(Stored data entries)
···
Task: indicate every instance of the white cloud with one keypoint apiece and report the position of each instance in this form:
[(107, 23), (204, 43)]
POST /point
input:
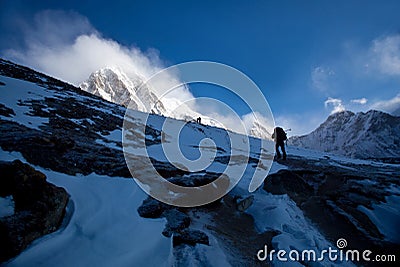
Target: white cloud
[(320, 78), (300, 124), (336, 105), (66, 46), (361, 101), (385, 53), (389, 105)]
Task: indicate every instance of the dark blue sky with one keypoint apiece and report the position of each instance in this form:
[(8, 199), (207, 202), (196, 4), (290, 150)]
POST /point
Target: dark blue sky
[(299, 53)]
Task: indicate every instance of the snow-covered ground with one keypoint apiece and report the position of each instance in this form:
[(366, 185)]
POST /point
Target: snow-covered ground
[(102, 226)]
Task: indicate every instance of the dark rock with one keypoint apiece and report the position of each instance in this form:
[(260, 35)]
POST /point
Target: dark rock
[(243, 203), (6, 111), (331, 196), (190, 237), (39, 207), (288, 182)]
···
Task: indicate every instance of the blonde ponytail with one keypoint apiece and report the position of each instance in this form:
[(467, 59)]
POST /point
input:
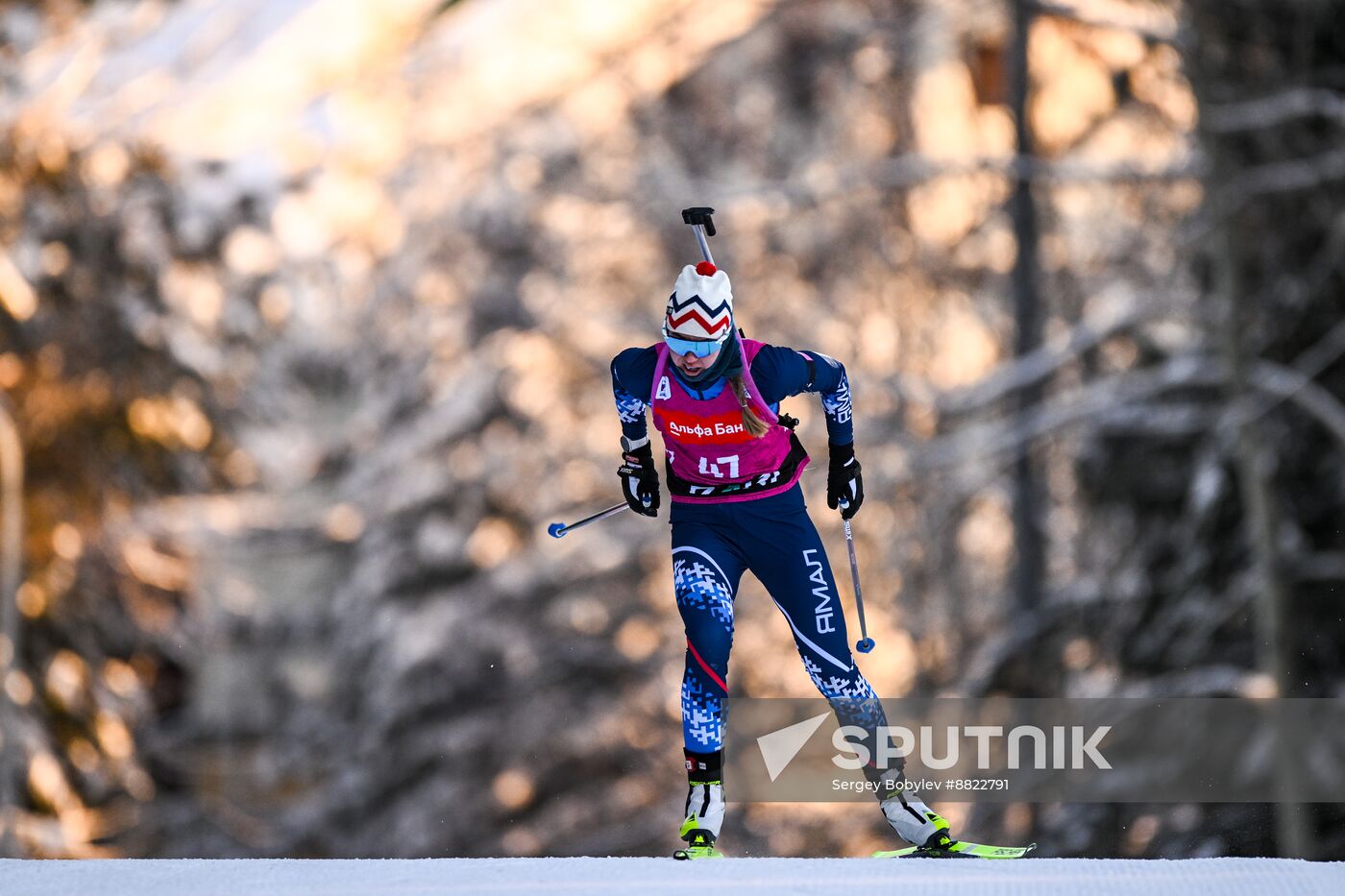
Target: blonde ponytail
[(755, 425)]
···
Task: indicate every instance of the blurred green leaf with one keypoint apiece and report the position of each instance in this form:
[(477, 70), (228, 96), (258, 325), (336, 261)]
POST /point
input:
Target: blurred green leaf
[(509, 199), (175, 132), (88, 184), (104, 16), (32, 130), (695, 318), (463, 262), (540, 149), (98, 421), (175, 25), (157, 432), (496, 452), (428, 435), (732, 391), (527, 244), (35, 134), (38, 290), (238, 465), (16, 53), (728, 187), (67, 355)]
···
Only lines that hold the string "report" belong in the answer, so copy every one of them from the records.

Task: indicate every instance of the white cloud with one keypoint apiece and report the position of each instance in this form:
Task: indicate every instance of the dark blue sky with one keypoint apiece and report the position of each instance in this form:
Task: indicate every instance of the snow-covered ground with one keypoint apiece and report the position of each instance in this form:
Task: indicate every instance of the dark rock with one keypoint apiece and report the position of each instance in this form:
Task: indicate every instance of the blonde ponytail with one keypoint apiece and report the position of each instance in this form:
Task: indicate every instance of the blurred green leaf with one keypoint apiece and report the position of each instance in this form:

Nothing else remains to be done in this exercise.